* begin Records shown *
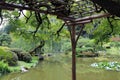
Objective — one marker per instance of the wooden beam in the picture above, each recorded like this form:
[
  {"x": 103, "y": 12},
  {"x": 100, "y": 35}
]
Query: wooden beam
[
  {"x": 78, "y": 23},
  {"x": 92, "y": 17}
]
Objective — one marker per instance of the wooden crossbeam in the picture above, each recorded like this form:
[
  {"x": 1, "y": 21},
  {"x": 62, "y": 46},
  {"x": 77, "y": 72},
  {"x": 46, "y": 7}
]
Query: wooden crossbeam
[{"x": 92, "y": 17}]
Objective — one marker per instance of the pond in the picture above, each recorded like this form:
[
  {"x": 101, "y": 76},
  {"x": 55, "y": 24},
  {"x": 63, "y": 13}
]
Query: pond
[{"x": 60, "y": 69}]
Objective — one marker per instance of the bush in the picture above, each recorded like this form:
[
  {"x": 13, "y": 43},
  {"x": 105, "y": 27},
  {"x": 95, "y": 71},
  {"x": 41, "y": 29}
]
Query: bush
[
  {"x": 27, "y": 57},
  {"x": 8, "y": 56},
  {"x": 4, "y": 68},
  {"x": 13, "y": 61},
  {"x": 22, "y": 56}
]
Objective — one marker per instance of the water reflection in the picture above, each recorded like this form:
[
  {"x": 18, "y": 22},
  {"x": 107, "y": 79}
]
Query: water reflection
[{"x": 52, "y": 70}]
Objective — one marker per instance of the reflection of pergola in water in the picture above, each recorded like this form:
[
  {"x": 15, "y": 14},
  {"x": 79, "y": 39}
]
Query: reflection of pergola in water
[{"x": 71, "y": 21}]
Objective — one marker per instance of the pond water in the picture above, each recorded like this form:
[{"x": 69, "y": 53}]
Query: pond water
[{"x": 60, "y": 69}]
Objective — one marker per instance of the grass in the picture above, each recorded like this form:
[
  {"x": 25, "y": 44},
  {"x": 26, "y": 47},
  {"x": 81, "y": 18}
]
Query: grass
[{"x": 27, "y": 65}]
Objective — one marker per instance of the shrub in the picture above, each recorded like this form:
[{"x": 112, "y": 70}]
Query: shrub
[
  {"x": 4, "y": 68},
  {"x": 8, "y": 56},
  {"x": 22, "y": 56},
  {"x": 13, "y": 60},
  {"x": 27, "y": 57}
]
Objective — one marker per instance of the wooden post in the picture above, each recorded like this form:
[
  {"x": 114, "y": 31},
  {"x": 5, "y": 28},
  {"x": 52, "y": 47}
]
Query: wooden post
[{"x": 73, "y": 52}]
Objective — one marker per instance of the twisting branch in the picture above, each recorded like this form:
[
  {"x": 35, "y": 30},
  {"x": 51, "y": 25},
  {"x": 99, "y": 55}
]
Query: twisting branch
[
  {"x": 1, "y": 17},
  {"x": 82, "y": 27},
  {"x": 39, "y": 20},
  {"x": 29, "y": 17},
  {"x": 111, "y": 26},
  {"x": 58, "y": 31}
]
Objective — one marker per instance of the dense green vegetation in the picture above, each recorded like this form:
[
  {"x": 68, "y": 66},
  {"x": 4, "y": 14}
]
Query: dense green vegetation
[{"x": 29, "y": 36}]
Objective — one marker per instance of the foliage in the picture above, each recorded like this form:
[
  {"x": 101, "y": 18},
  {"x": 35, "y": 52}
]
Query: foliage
[
  {"x": 4, "y": 68},
  {"x": 22, "y": 56},
  {"x": 8, "y": 56},
  {"x": 27, "y": 57},
  {"x": 85, "y": 44},
  {"x": 5, "y": 39}
]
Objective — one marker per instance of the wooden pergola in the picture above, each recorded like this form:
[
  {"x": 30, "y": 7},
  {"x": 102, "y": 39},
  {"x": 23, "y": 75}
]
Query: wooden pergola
[{"x": 71, "y": 22}]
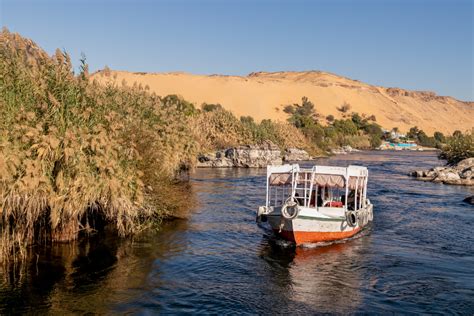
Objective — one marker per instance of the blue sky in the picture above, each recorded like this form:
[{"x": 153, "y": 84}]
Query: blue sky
[{"x": 413, "y": 44}]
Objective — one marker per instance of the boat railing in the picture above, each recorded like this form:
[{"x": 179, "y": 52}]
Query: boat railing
[{"x": 303, "y": 188}]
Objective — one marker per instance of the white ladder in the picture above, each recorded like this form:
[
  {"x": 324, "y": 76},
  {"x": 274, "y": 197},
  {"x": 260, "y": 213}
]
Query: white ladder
[{"x": 303, "y": 186}]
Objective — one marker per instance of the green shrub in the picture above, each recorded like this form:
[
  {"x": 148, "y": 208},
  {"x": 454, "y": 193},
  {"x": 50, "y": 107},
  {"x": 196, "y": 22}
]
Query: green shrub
[{"x": 458, "y": 147}]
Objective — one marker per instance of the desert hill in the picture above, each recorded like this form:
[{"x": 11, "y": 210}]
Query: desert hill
[{"x": 263, "y": 95}]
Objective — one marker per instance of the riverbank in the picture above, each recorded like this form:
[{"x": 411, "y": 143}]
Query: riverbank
[
  {"x": 461, "y": 173},
  {"x": 420, "y": 240}
]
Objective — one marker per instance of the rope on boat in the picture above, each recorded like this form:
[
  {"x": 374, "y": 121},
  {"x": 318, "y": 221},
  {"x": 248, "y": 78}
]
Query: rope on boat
[{"x": 290, "y": 208}]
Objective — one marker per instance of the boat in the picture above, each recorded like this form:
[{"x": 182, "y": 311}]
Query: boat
[{"x": 318, "y": 204}]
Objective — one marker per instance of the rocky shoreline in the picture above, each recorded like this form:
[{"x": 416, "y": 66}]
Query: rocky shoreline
* end Records shown *
■ What is being asked ■
Switch "marker" to "point" throughout the rows above and write them out again with no other changes. Leave the pictures out.

■ Result below ■
Objective — one point per instance of the wooden beam in the picture above, each recorded like this form:
[
  {"x": 103, "y": 12},
  {"x": 100, "y": 35}
]
Query: wooden beam
[
  {"x": 78, "y": 23},
  {"x": 92, "y": 17}
]
Objective — one point per instance of the wooden crossbeam in the picture above, each recorded like this form:
[
  {"x": 1, "y": 21},
  {"x": 62, "y": 46},
  {"x": 77, "y": 72},
  {"x": 46, "y": 7}
]
Query: wooden crossbeam
[{"x": 92, "y": 17}]
Objective — one point per instance of the pond in the picture above, each recorded like this form:
[
  {"x": 101, "y": 76},
  {"x": 55, "y": 24},
  {"x": 63, "y": 13}
]
Query: pond
[{"x": 60, "y": 69}]
Objective — one point per instance of the bush in the picture above, each recorded like this form:
[
  {"x": 13, "y": 43},
  {"x": 105, "y": 27},
  {"x": 95, "y": 71},
  {"x": 41, "y": 29}
]
Query: bush
[
  {"x": 27, "y": 57},
  {"x": 8, "y": 56},
  {"x": 4, "y": 68},
  {"x": 13, "y": 61},
  {"x": 22, "y": 56}
]
Objective — one point per instance of the water reflection in the picture above, each recorded like this form:
[
  {"x": 18, "y": 22},
  {"x": 107, "y": 79}
]
Query: water reflection
[{"x": 52, "y": 70}]
Objective — one point per instance of the reflection of pergola in water in the picture above, each recorded like this form:
[
  {"x": 15, "y": 14},
  {"x": 79, "y": 39}
]
Query: reflection of pergola in water
[{"x": 71, "y": 21}]
Objective — one point per instance of the pond water in the picture above, each recorded like this form:
[{"x": 69, "y": 53}]
Query: pond water
[{"x": 60, "y": 69}]
Objective — one point per instance of the grass in the picture above, each recorded like this form:
[
  {"x": 25, "y": 44},
  {"x": 26, "y": 47},
  {"x": 81, "y": 18}
]
Query: grass
[{"x": 27, "y": 65}]
Objective — one point per instance of the shrub in the picture above, each recorded like this form:
[{"x": 112, "y": 70}]
Query: shrub
[
  {"x": 4, "y": 68},
  {"x": 8, "y": 56},
  {"x": 22, "y": 56},
  {"x": 13, "y": 60},
  {"x": 27, "y": 57}
]
Objective — one point per instance of the wooden post in the picture above, each recorded like this form:
[
  {"x": 114, "y": 31},
  {"x": 5, "y": 28},
  {"x": 52, "y": 47}
]
Query: wooden post
[{"x": 73, "y": 52}]
Objective — one point per instance of the twisting branch in the picture above, each recorded like this form:
[
  {"x": 35, "y": 30},
  {"x": 51, "y": 25},
  {"x": 99, "y": 55}
]
Query: twisting branch
[
  {"x": 1, "y": 17},
  {"x": 82, "y": 27},
  {"x": 39, "y": 20},
  {"x": 29, "y": 17},
  {"x": 111, "y": 26},
  {"x": 58, "y": 31}
]
Objective — one point per instance of the dense green vegetation in the picture above, each recorded like this form:
[
  {"x": 68, "y": 66},
  {"x": 4, "y": 14}
]
Query: dense green vegetation
[{"x": 29, "y": 36}]
Objective — one point per instance of the foliage in the picture above, each recorded like this form:
[
  {"x": 101, "y": 18},
  {"x": 35, "y": 52}
]
Query: foliage
[
  {"x": 4, "y": 68},
  {"x": 22, "y": 56},
  {"x": 8, "y": 56},
  {"x": 27, "y": 57},
  {"x": 85, "y": 44},
  {"x": 5, "y": 39}
]
Objective — one point per instance of the wooden pergola in the picture above, each recorded like this form:
[
  {"x": 30, "y": 7},
  {"x": 102, "y": 39},
  {"x": 23, "y": 75}
]
Query: wooden pergola
[{"x": 71, "y": 22}]
Objective — one point per instance of the blue sky in the picture above, each recorded like this form:
[{"x": 153, "y": 84}]
Query: blue sky
[{"x": 413, "y": 44}]
Objective — one point per instance of the boat railing in the picture above, each recorded like this form:
[{"x": 179, "y": 52}]
Query: boat railing
[{"x": 303, "y": 188}]
Objective — one point per instance of the white ladder in the picture above, each recorded like this form:
[
  {"x": 324, "y": 76},
  {"x": 274, "y": 197},
  {"x": 260, "y": 213}
]
Query: white ladder
[{"x": 303, "y": 186}]
Objective — one point per instance of the green shrub in the picture above, each recorded like this form:
[
  {"x": 148, "y": 208},
  {"x": 454, "y": 193},
  {"x": 50, "y": 107},
  {"x": 196, "y": 22}
]
Query: green shrub
[{"x": 458, "y": 147}]
Objective — one point per instance of the desert hill in the picture above, each recorded like this form:
[{"x": 11, "y": 210}]
Query: desert hill
[{"x": 263, "y": 95}]
Objective — one point per instance of the riverbank in the picture above, each recorded like this form:
[{"x": 411, "y": 143}]
Query: riverbank
[
  {"x": 461, "y": 173},
  {"x": 420, "y": 240}
]
Objective — one point per instance of the rope on boat in the picture above, each recorded like this form:
[
  {"x": 374, "y": 121},
  {"x": 318, "y": 221},
  {"x": 248, "y": 78}
]
Query: rope on boat
[{"x": 290, "y": 208}]
Objective — one point per instance of the boat in the picture above, each recorded like this form:
[{"x": 182, "y": 311}]
Query: boat
[{"x": 318, "y": 204}]
Objective — one point per instance of the rocky shoreline in the picture above, each recorded like this form:
[{"x": 416, "y": 66}]
Query: rocky shoreline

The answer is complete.